With North Carolina Governor Roy Cooper in attendance, Sanford and Lee County officials have announced the impending arrival of Audentes Therapeutics to the area. Audentes, like its new neighbor Pfizer, undertakes significant work in gene therapy and will set up shop in a spec building in Central Carolina Enterprise Park. The company expects to employ over 200 workers, by the year 2026 at an average annual wage of $83,900. The area’s newest business specializes in developing gene therapy treatments for patients suffering from neuromuscular diseases. Audentes is expected to generate a tax base investment totaling approximately $109 million that includes building purchase, construction enhancement & improvements and property acquisition.
According to Audentes Senior VP Don Wuchterl, “access to a skilled and talented workforce” was a key consideration when the company began searching for a second location. He commented, “We were looking for a community with an established life science presence, and this area is incredible for that.” According to published reports, the Sanford/Lee County location beat out other candidates from California, Colorado and Massachusetts.
In his remarks, Governor Cooper made note of the rapid expansion of gene therapy initiatives in Sanford, Lee County and the region as a whole, observing “North Carolina is a center for the life sciences. Companies across the globe are looking at North Carolina and we are rivaling Cambridge and San Francisco and other places.”
Audentes will take possession of the large spec building in the enterprise park, constructed specifically as an incentive for large manufacturers who are looking to expand or relocate to the area. Audentes will upfit the building to meet their specifications and will receive tax incentives from the city and county over the next 7 years as part of the agreement.
The Audentes announcement comes almost exactly 6 months after Pfizer Biopharmaceuticals Group revealed its most recent expansion plans to develop gene therapies for treatment of diseases such as hemophilia and muscular dystrophy.

● **EXERCISE REQUIREMENTS**
Return the passage of the Audentes Therapeutics article from "The Audentes announcement" to "and muscular dystrophy.", copied word for word.

● **THE DATA**

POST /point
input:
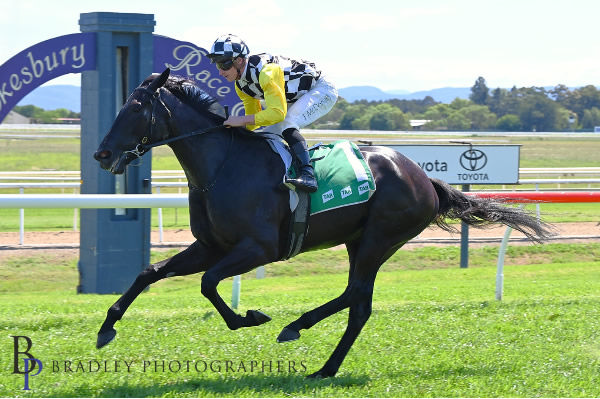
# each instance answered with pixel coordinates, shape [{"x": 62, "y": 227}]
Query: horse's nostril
[{"x": 99, "y": 155}]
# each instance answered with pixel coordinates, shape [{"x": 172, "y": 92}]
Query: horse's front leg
[
  {"x": 192, "y": 260},
  {"x": 240, "y": 260}
]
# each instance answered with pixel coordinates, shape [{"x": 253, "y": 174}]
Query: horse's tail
[{"x": 485, "y": 212}]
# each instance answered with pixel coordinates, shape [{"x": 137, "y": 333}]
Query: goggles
[{"x": 225, "y": 65}]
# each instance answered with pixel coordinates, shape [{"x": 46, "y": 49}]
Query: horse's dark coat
[{"x": 238, "y": 214}]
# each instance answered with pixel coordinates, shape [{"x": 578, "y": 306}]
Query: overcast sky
[{"x": 394, "y": 45}]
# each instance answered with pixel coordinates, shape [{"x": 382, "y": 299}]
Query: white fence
[{"x": 70, "y": 180}]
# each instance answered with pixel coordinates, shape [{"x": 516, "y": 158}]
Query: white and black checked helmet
[{"x": 228, "y": 47}]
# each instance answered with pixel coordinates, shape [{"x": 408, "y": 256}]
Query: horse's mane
[{"x": 188, "y": 92}]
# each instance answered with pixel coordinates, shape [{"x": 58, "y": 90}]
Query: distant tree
[
  {"x": 479, "y": 116},
  {"x": 458, "y": 121},
  {"x": 509, "y": 123},
  {"x": 479, "y": 92},
  {"x": 539, "y": 113},
  {"x": 583, "y": 98},
  {"x": 591, "y": 118},
  {"x": 388, "y": 117}
]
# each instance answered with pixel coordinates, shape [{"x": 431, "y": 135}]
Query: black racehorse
[{"x": 239, "y": 214}]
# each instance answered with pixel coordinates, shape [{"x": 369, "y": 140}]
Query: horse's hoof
[
  {"x": 105, "y": 338},
  {"x": 319, "y": 375},
  {"x": 288, "y": 335},
  {"x": 257, "y": 317}
]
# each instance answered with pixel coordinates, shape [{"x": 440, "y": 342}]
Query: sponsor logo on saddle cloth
[{"x": 343, "y": 174}]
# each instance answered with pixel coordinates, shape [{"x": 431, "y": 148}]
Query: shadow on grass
[{"x": 244, "y": 386}]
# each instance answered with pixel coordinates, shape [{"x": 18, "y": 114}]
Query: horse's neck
[{"x": 200, "y": 156}]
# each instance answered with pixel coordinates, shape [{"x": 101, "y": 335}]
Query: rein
[{"x": 144, "y": 146}]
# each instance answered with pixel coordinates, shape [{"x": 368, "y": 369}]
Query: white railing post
[
  {"x": 537, "y": 205},
  {"x": 21, "y": 221},
  {"x": 159, "y": 210},
  {"x": 235, "y": 291},
  {"x": 75, "y": 211}
]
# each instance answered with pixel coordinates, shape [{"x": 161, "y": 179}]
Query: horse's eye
[{"x": 136, "y": 106}]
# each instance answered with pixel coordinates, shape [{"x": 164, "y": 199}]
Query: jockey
[{"x": 295, "y": 93}]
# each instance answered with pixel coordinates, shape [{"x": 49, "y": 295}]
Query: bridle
[{"x": 146, "y": 144}]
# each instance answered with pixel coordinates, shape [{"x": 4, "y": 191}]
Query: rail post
[{"x": 464, "y": 237}]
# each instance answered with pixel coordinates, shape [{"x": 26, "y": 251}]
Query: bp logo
[{"x": 473, "y": 159}]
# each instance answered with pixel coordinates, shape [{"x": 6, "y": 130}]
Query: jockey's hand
[{"x": 234, "y": 121}]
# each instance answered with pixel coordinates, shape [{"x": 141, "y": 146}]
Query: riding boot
[{"x": 305, "y": 179}]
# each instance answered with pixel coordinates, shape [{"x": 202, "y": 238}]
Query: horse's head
[{"x": 137, "y": 124}]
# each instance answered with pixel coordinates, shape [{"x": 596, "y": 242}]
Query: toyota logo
[{"x": 473, "y": 159}]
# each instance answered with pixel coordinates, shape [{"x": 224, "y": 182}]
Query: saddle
[{"x": 344, "y": 179}]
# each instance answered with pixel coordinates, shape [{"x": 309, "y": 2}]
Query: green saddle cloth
[{"x": 343, "y": 175}]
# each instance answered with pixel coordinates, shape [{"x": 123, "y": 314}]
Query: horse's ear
[{"x": 160, "y": 80}]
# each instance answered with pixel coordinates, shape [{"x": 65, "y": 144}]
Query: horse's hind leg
[
  {"x": 357, "y": 318},
  {"x": 366, "y": 259},
  {"x": 185, "y": 262}
]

● **RESULT FOR THIS EXERCISE**
The Audentes announcement comes almost exactly 6 months after Pfizer Biopharmaceuticals Group revealed its most recent expansion plans to develop gene therapies for treatment of diseases such as hemophilia and muscular dystrophy.